#### [Task set]
A. Using the Vassar account below, decide whether each statement agrees with it, answering yes or no and quoting the words of the text that settle it: (i) The writer was told that speaking would have to be with a counselor employed by the Counseling Services. (ii) The writer admitted to being raped one year after it happened. (iii) Kevin's history of substance abuse was a matter of record at Vassar.
B. In the Vassar account below, which tactics did Vassar deploy against the writer?
C. Write out the part of the Vassar account below that opens with the words containing "I was told that" and closes with "a gag order.".

Text block Start Marker

I was told that “anything that might be posted in a public area–such as the internet–in addition to more individualized and private interactions” would justify sanctions against me.They advised me to “avoid discussing what you believe might be related to the cause of this letter with any other student in order to avoid the appearance of an effort to negatively affect the student who is named above.” If I wanted to speak, it would need to be only on Vassar’s terms, with a counselor employed by the Counseling Services. It took me three years to admit I was raped. Now, Vassar was silencing me, even with my friends. I was given a gag order.
As soon as I filed Title IX charges, I was entangled in a game of power and control with Vassar. Vassar deployed tactics of intimidation, manipulation, and gaslighting with two goals in mind: one, to convince get me to drop my case and two, to get me to leave Vassar on my own accord.
My mental health issues and Kevin’s history of substance abuse were a matter of record at Vassar. If Vassar could convince either one of us to withdraw from school, another sexual assault case would disappear. Vassar drew out the Title IX process as much as possible in the hopes that I would leave.
My “nos” held as little weight with the school as they did the night Kevin raped me.

Text block End Marker
Extracted data Start Marker

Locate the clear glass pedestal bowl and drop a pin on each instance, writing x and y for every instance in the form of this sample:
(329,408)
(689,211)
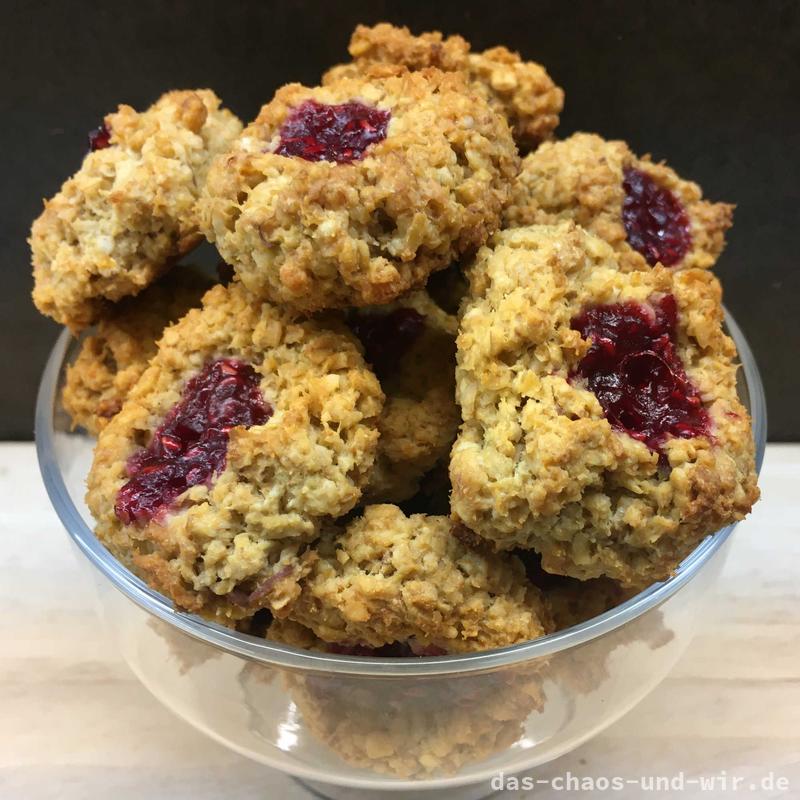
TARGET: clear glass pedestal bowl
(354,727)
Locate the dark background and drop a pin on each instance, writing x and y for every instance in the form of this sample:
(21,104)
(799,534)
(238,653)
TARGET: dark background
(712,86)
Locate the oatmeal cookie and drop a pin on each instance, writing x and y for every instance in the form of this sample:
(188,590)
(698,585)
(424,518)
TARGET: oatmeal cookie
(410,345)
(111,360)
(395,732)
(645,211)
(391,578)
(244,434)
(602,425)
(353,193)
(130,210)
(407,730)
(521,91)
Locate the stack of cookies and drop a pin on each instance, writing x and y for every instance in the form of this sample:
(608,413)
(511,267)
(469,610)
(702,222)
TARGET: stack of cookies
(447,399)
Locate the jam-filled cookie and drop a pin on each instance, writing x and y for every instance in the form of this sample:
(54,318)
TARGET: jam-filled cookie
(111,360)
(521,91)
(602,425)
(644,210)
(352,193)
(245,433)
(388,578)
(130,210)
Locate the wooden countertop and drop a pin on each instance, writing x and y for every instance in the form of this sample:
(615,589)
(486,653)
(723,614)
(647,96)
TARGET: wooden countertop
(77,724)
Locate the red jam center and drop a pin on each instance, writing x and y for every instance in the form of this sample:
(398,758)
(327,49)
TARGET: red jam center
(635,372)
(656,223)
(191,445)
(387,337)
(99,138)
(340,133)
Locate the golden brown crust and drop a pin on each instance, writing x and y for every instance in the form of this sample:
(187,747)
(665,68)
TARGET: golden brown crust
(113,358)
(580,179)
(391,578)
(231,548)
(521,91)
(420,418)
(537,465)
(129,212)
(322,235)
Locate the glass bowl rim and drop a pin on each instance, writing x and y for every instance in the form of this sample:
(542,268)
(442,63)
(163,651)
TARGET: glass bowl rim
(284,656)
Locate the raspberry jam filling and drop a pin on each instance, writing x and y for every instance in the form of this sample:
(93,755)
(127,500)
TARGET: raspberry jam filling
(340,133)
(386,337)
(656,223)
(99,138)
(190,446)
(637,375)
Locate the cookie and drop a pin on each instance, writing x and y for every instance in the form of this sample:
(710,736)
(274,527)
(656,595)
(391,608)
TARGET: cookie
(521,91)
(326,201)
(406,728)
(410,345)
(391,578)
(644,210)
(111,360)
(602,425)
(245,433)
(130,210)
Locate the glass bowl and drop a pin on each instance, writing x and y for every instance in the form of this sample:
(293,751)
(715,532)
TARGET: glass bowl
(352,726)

Extracted data End Marker

#### [Solutions to the problems]
A.
(i) Yes: "If I wanted to speak, it would need to be only on Vassar’s terms, with a counselor employed by the Counseling Services."
(ii) No: "It took me three years to admit I was raped."
(iii) Yes: "My mental health issues and Kevin’s history of substance abuse were a matter of record at Vassar."

B. Intimidation, manipulation, and gaslighting.

C.
I was told that “anything that might be posted in a public area–such as the internet–in addition to more individualized and private interactions” would justify sanctions against me.They advised me to “avoid discussing what you believe might be related to the cause of this letter with any other student in order to avoid the appearance of an effort to negatively affect the student who is named above.” If I wanted to speak, it would need to be only on Vassar’s terms, with a counselor employed by the Counseling Services. It took me three years to admit I was raped. Now, Vassar was silencing me, even with my friends. I was given a gag order.